Entries from a collection
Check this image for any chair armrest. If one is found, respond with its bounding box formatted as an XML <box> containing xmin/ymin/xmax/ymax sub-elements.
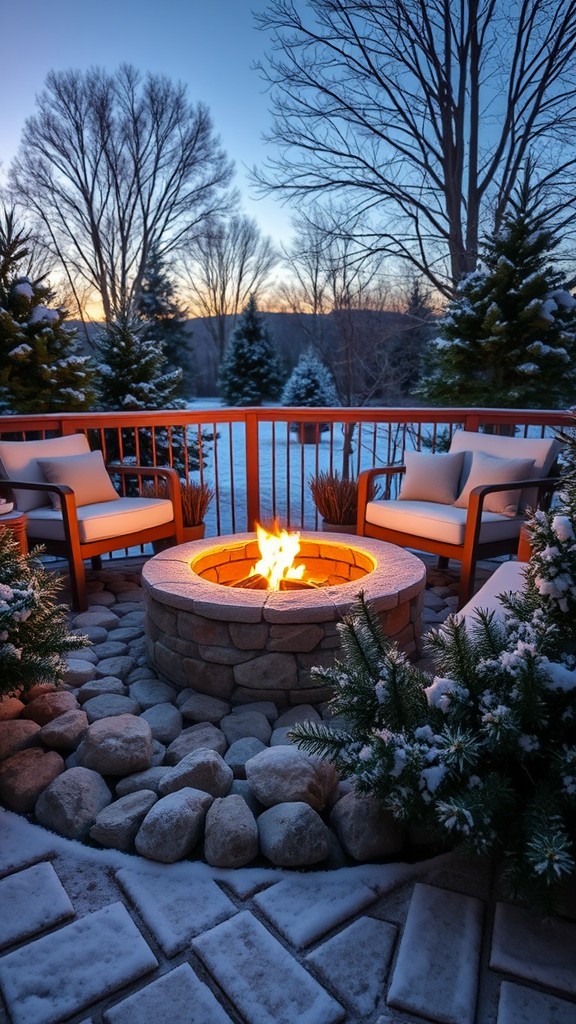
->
<box><xmin>357</xmin><ymin>466</ymin><xmax>406</xmax><ymax>537</ymax></box>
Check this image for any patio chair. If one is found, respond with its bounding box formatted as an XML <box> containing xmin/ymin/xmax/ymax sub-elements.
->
<box><xmin>0</xmin><ymin>434</ymin><xmax>182</xmax><ymax>611</ymax></box>
<box><xmin>357</xmin><ymin>430</ymin><xmax>560</xmax><ymax>607</ymax></box>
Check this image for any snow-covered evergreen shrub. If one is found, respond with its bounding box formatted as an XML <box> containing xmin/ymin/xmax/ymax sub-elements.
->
<box><xmin>293</xmin><ymin>413</ymin><xmax>576</xmax><ymax>902</ymax></box>
<box><xmin>0</xmin><ymin>529</ymin><xmax>86</xmax><ymax>694</ymax></box>
<box><xmin>219</xmin><ymin>295</ymin><xmax>284</xmax><ymax>406</ymax></box>
<box><xmin>282</xmin><ymin>348</ymin><xmax>340</xmax><ymax>406</ymax></box>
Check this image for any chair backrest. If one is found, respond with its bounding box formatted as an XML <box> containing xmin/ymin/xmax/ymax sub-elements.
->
<box><xmin>0</xmin><ymin>434</ymin><xmax>90</xmax><ymax>512</ymax></box>
<box><xmin>450</xmin><ymin>430</ymin><xmax>561</xmax><ymax>509</ymax></box>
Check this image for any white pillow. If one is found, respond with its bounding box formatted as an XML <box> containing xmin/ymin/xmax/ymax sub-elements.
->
<box><xmin>38</xmin><ymin>451</ymin><xmax>120</xmax><ymax>509</ymax></box>
<box><xmin>454</xmin><ymin>452</ymin><xmax>534</xmax><ymax>516</ymax></box>
<box><xmin>398</xmin><ymin>452</ymin><xmax>464</xmax><ymax>505</ymax></box>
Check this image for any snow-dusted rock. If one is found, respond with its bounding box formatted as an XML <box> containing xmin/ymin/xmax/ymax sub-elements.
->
<box><xmin>330</xmin><ymin>792</ymin><xmax>404</xmax><ymax>860</ymax></box>
<box><xmin>36</xmin><ymin>754</ymin><xmax>112</xmax><ymax>839</ymax></box>
<box><xmin>83</xmin><ymin>693</ymin><xmax>141</xmax><ymax>722</ymax></box>
<box><xmin>166</xmin><ymin>722</ymin><xmax>228</xmax><ymax>765</ymax></box>
<box><xmin>220</xmin><ymin>711</ymin><xmax>272</xmax><ymax>743</ymax></box>
<box><xmin>77</xmin><ymin>715</ymin><xmax>152</xmax><ymax>775</ymax></box>
<box><xmin>38</xmin><ymin>709</ymin><xmax>88</xmax><ymax>751</ymax></box>
<box><xmin>258</xmin><ymin>801</ymin><xmax>330</xmax><ymax>867</ymax></box>
<box><xmin>204</xmin><ymin>795</ymin><xmax>258</xmax><ymax>867</ymax></box>
<box><xmin>0</xmin><ymin>746</ymin><xmax>66</xmax><ymax>814</ymax></box>
<box><xmin>158</xmin><ymin>749</ymin><xmax>234</xmax><ymax>797</ymax></box>
<box><xmin>135</xmin><ymin>788</ymin><xmax>213</xmax><ymax>864</ymax></box>
<box><xmin>140</xmin><ymin>703</ymin><xmax>182</xmax><ymax>743</ymax></box>
<box><xmin>246</xmin><ymin>745</ymin><xmax>337</xmax><ymax>810</ymax></box>
<box><xmin>0</xmin><ymin>719</ymin><xmax>39</xmax><ymax>761</ymax></box>
<box><xmin>224</xmin><ymin>736</ymin><xmax>265</xmax><ymax>778</ymax></box>
<box><xmin>22</xmin><ymin>690</ymin><xmax>80</xmax><ymax>725</ymax></box>
<box><xmin>90</xmin><ymin>790</ymin><xmax>158</xmax><ymax>850</ymax></box>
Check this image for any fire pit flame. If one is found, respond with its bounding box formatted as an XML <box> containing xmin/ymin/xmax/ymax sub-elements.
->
<box><xmin>250</xmin><ymin>522</ymin><xmax>305</xmax><ymax>591</ymax></box>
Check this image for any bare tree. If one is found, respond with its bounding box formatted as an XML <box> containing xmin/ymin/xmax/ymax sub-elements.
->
<box><xmin>10</xmin><ymin>65</ymin><xmax>232</xmax><ymax>319</ymax></box>
<box><xmin>183</xmin><ymin>215</ymin><xmax>279</xmax><ymax>361</ymax></box>
<box><xmin>255</xmin><ymin>0</ymin><xmax>576</xmax><ymax>295</ymax></box>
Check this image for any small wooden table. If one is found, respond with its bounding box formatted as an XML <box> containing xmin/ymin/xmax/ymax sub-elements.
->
<box><xmin>0</xmin><ymin>510</ymin><xmax>28</xmax><ymax>555</ymax></box>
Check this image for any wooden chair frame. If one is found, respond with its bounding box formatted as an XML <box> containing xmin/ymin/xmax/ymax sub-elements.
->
<box><xmin>357</xmin><ymin>466</ymin><xmax>561</xmax><ymax>608</ymax></box>
<box><xmin>0</xmin><ymin>463</ymin><xmax>183</xmax><ymax>611</ymax></box>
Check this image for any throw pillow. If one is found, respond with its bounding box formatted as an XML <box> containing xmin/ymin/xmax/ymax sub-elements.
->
<box><xmin>398</xmin><ymin>452</ymin><xmax>464</xmax><ymax>505</ymax></box>
<box><xmin>38</xmin><ymin>452</ymin><xmax>119</xmax><ymax>509</ymax></box>
<box><xmin>454</xmin><ymin>452</ymin><xmax>534</xmax><ymax>517</ymax></box>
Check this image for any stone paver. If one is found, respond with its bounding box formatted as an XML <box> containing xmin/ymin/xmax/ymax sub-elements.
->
<box><xmin>0</xmin><ymin>903</ymin><xmax>158</xmax><ymax>1024</ymax></box>
<box><xmin>306</xmin><ymin>918</ymin><xmax>398</xmax><ymax>1017</ymax></box>
<box><xmin>117</xmin><ymin>868</ymin><xmax>236</xmax><ymax>956</ymax></box>
<box><xmin>193</xmin><ymin>911</ymin><xmax>345</xmax><ymax>1024</ymax></box>
<box><xmin>490</xmin><ymin>903</ymin><xmax>576</xmax><ymax>991</ymax></box>
<box><xmin>0</xmin><ymin>863</ymin><xmax>74</xmax><ymax>949</ymax></box>
<box><xmin>387</xmin><ymin>883</ymin><xmax>483</xmax><ymax>1024</ymax></box>
<box><xmin>104</xmin><ymin>964</ymin><xmax>233</xmax><ymax>1024</ymax></box>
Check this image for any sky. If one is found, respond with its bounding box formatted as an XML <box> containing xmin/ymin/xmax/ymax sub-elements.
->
<box><xmin>0</xmin><ymin>0</ymin><xmax>291</xmax><ymax>243</ymax></box>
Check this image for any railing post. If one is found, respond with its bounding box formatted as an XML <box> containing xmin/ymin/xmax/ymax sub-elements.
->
<box><xmin>246</xmin><ymin>412</ymin><xmax>260</xmax><ymax>531</ymax></box>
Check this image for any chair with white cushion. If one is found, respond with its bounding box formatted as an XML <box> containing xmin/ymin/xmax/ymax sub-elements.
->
<box><xmin>0</xmin><ymin>434</ymin><xmax>182</xmax><ymax>610</ymax></box>
<box><xmin>357</xmin><ymin>430</ymin><xmax>560</xmax><ymax>607</ymax></box>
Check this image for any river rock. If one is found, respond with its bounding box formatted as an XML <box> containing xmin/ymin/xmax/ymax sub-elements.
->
<box><xmin>246</xmin><ymin>745</ymin><xmax>337</xmax><ymax>810</ymax></box>
<box><xmin>204</xmin><ymin>795</ymin><xmax>258</xmax><ymax>867</ymax></box>
<box><xmin>158</xmin><ymin>749</ymin><xmax>234</xmax><ymax>797</ymax></box>
<box><xmin>36</xmin><ymin>755</ymin><xmax>112</xmax><ymax>839</ymax></box>
<box><xmin>258</xmin><ymin>801</ymin><xmax>330</xmax><ymax>867</ymax></box>
<box><xmin>77</xmin><ymin>715</ymin><xmax>152</xmax><ymax>775</ymax></box>
<box><xmin>90</xmin><ymin>790</ymin><xmax>158</xmax><ymax>850</ymax></box>
<box><xmin>330</xmin><ymin>792</ymin><xmax>404</xmax><ymax>861</ymax></box>
<box><xmin>135</xmin><ymin>788</ymin><xmax>212</xmax><ymax>864</ymax></box>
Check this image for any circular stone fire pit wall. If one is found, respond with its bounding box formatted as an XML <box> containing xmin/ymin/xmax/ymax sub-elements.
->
<box><xmin>142</xmin><ymin>534</ymin><xmax>425</xmax><ymax>705</ymax></box>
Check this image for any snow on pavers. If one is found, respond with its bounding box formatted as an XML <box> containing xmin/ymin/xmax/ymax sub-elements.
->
<box><xmin>254</xmin><ymin>871</ymin><xmax>376</xmax><ymax>949</ymax></box>
<box><xmin>104</xmin><ymin>964</ymin><xmax>232</xmax><ymax>1024</ymax></box>
<box><xmin>496</xmin><ymin>981</ymin><xmax>576</xmax><ymax>1024</ymax></box>
<box><xmin>490</xmin><ymin>903</ymin><xmax>576</xmax><ymax>991</ymax></box>
<box><xmin>306</xmin><ymin>918</ymin><xmax>398</xmax><ymax>1017</ymax></box>
<box><xmin>387</xmin><ymin>883</ymin><xmax>484</xmax><ymax>1024</ymax></box>
<box><xmin>0</xmin><ymin>863</ymin><xmax>74</xmax><ymax>949</ymax></box>
<box><xmin>193</xmin><ymin>910</ymin><xmax>345</xmax><ymax>1024</ymax></box>
<box><xmin>0</xmin><ymin>903</ymin><xmax>158</xmax><ymax>1024</ymax></box>
<box><xmin>116</xmin><ymin>864</ymin><xmax>237</xmax><ymax>956</ymax></box>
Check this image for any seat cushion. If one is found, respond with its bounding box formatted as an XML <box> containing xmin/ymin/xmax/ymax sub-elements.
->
<box><xmin>27</xmin><ymin>498</ymin><xmax>173</xmax><ymax>550</ymax></box>
<box><xmin>398</xmin><ymin>452</ymin><xmax>464</xmax><ymax>505</ymax></box>
<box><xmin>454</xmin><ymin>452</ymin><xmax>534</xmax><ymax>516</ymax></box>
<box><xmin>0</xmin><ymin>434</ymin><xmax>90</xmax><ymax>512</ymax></box>
<box><xmin>366</xmin><ymin>501</ymin><xmax>524</xmax><ymax>545</ymax></box>
<box><xmin>38</xmin><ymin>452</ymin><xmax>120</xmax><ymax>509</ymax></box>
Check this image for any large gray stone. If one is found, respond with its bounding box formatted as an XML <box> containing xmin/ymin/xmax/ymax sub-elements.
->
<box><xmin>258</xmin><ymin>802</ymin><xmax>329</xmax><ymax>867</ymax></box>
<box><xmin>36</xmin><ymin>755</ymin><xmax>112</xmax><ymax>839</ymax></box>
<box><xmin>0</xmin><ymin>746</ymin><xmax>65</xmax><ymax>814</ymax></box>
<box><xmin>204</xmin><ymin>795</ymin><xmax>258</xmax><ymax>867</ymax></box>
<box><xmin>158</xmin><ymin>748</ymin><xmax>234</xmax><ymax>797</ymax></box>
<box><xmin>330</xmin><ymin>792</ymin><xmax>404</xmax><ymax>860</ymax></box>
<box><xmin>90</xmin><ymin>790</ymin><xmax>158</xmax><ymax>850</ymax></box>
<box><xmin>77</xmin><ymin>715</ymin><xmax>152</xmax><ymax>775</ymax></box>
<box><xmin>38</xmin><ymin>710</ymin><xmax>88</xmax><ymax>751</ymax></box>
<box><xmin>140</xmin><ymin>703</ymin><xmax>182</xmax><ymax>743</ymax></box>
<box><xmin>220</xmin><ymin>711</ymin><xmax>272</xmax><ymax>743</ymax></box>
<box><xmin>166</xmin><ymin>722</ymin><xmax>228</xmax><ymax>765</ymax></box>
<box><xmin>246</xmin><ymin>745</ymin><xmax>337</xmax><ymax>810</ymax></box>
<box><xmin>135</xmin><ymin>788</ymin><xmax>213</xmax><ymax>864</ymax></box>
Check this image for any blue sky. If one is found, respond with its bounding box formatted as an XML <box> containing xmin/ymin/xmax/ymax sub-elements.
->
<box><xmin>0</xmin><ymin>0</ymin><xmax>290</xmax><ymax>242</ymax></box>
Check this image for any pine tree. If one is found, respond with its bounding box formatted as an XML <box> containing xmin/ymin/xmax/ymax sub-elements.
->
<box><xmin>137</xmin><ymin>247</ymin><xmax>195</xmax><ymax>399</ymax></box>
<box><xmin>418</xmin><ymin>167</ymin><xmax>576</xmax><ymax>409</ymax></box>
<box><xmin>282</xmin><ymin>348</ymin><xmax>340</xmax><ymax>406</ymax></box>
<box><xmin>219</xmin><ymin>295</ymin><xmax>284</xmax><ymax>406</ymax></box>
<box><xmin>0</xmin><ymin>210</ymin><xmax>94</xmax><ymax>414</ymax></box>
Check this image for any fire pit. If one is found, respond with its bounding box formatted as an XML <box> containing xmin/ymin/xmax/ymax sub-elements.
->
<box><xmin>142</xmin><ymin>532</ymin><xmax>425</xmax><ymax>703</ymax></box>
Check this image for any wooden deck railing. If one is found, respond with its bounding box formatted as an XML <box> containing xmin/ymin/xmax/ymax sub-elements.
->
<box><xmin>0</xmin><ymin>407</ymin><xmax>574</xmax><ymax>536</ymax></box>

**Aim of the exercise**: Copy the entries above word for word, starting at the line that contains "Check this image for any wooden deck" and ending with the last line of the entries.

**Solution for this task**:
Check this image for any wooden deck railing. If one is found, respond with its bounding box formatted as an XML <box> containing xmin/ymin/xmax/ymax sub-elements.
->
<box><xmin>0</xmin><ymin>407</ymin><xmax>574</xmax><ymax>536</ymax></box>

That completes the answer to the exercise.